→ Отрывок

+ + +

Алекс Данчев - Сезанн. Жизнь
Начав собирать коллекцию, он уже не мог остановиться. Ближе к концу века коллекция стала целью его жизни. Их пути с Волларом неизбежно пересеклись. Работа шла очень активно. В феврале 1900 года Воллар приобрел картину «Берега Уазы» у художника Эдуарда Бельяра за 300 франков и вскоре продал ее Пеллерену за 7500 франков. В июле 1904 года Пеллерен купил «Портрет мадам Сезанн», которым совместно владели Воллар и галерея Бернхейм-Жён. В октябре 1911 года он обменял эти две работы Сезанна на две другие, «Пейзаж близ Экса» и «Каменоломня Бибемюс», приплатив немного сверху, чтобы подсластить сделку. Седьмого июля 1904 года он потратил внушительную сумму и купил сразу семь работ у галереи Бернхейм-Жён, в том числе «Мадам Сезанн в желтом кресле» и знаменитую «Женщину с кофейником» – картину, на которой чайная ложка расскажет нам о нас самих и искусстве не меньше, чем сама женщина и ее кофейник{744}. В период с 1907 по 1912 год он приобрел еще 29 картин у одной только галереи Бернхейм-Жён, включая бунтарский портрет Амперера. Если Пеллерену нравилась та или иная работа, он не терпел отказов. Он принимал смелые решения, и его вкусы всегда оставались независимыми от общественного мнения. Его предпочтения порой удивляли окружающих. Совместно с Октавом Мирбо он скупил коллекцию Писсарро. Вскоре после смерти Сезанна он купил превосходный «Портрет Гюстава Жеффруа» у самого Жеффруа. Уже в 1907 году, работая напрямую с сыном Сезанна, он обменял два произведения Мане на «Больших купальщиц» – картину, увидев которую несколько лет спустя в коллекции Пеллерена Генри Мур испытал сезанновское озарение{745}. В 1908 году коллекционер приобрел у сына Сезанна «Современную Олимпию» в обмен на большое цветочное полотно Ренуара и доплату. В 1911 году он получил «Дом повешенного» от Воллара в обмен на две небольшие работы Сезанна, одну пастельную работу Берты Моризо и также некоторую доплату. В 1912 году Пеллерен приобрел у Гаше «Вид на Лувесьен, копию работы Писсарро» в обмен на выдающуюся работу позднего периода «Юная итальянка, облокотившаяся на стол» (одна из семи картин, купленных им в 1904 году), один пейзаж и доплату.

+ + +

→ Материал
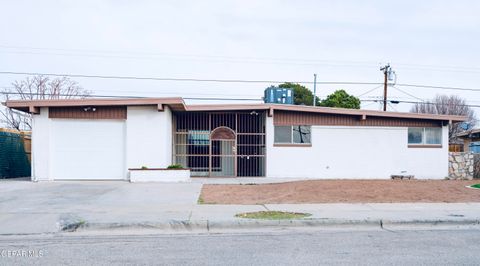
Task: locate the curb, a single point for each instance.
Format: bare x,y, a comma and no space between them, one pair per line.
206,226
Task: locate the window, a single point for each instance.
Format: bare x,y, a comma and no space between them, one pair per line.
292,135
425,136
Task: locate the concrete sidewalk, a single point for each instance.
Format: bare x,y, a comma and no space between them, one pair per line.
53,207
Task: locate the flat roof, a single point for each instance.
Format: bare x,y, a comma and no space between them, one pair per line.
177,104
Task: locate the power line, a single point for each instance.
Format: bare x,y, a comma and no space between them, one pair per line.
229,80
135,54
219,99
414,102
367,92
404,92
125,96
185,79
437,87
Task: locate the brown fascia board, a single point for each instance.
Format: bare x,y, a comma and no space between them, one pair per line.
363,114
32,106
177,104
466,134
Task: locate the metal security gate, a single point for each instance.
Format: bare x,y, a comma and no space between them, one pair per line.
220,144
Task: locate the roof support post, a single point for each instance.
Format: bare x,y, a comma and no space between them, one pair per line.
270,112
33,110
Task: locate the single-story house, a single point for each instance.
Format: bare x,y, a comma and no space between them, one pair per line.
101,139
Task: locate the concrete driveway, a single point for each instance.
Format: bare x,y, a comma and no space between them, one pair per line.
28,207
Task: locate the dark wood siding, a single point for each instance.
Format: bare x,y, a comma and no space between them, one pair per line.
302,118
101,112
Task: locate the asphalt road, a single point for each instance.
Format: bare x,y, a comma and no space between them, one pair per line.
460,247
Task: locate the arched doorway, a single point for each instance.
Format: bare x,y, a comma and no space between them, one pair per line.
223,152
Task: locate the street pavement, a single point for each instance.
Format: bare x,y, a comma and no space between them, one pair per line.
53,207
377,247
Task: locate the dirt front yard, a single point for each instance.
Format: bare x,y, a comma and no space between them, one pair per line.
343,191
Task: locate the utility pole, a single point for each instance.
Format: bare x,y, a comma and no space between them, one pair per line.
314,89
387,70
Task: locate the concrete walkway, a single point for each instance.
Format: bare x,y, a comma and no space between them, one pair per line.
52,207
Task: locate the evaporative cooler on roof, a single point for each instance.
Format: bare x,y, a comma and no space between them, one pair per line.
278,95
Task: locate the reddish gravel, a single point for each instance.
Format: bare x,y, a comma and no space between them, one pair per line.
343,191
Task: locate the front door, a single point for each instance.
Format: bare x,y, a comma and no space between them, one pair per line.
223,152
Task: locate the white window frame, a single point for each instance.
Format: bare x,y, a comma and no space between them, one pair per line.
291,143
424,138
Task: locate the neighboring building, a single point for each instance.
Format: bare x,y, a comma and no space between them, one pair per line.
103,138
471,140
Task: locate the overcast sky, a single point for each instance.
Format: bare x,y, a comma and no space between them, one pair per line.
426,42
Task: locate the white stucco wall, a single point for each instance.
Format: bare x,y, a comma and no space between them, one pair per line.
146,139
149,137
356,152
41,146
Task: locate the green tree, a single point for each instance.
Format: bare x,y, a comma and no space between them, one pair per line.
341,99
302,95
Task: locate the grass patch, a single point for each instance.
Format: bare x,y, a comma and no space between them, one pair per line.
273,215
475,186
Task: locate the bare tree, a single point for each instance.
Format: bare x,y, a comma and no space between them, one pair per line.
37,88
448,105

+ + +

→ Что нужно сделать
За сколько франков Воллар продал Пеллерену картину «Берега Уазы», если судить по отрывку?

→ Ответ
За 7500 франков.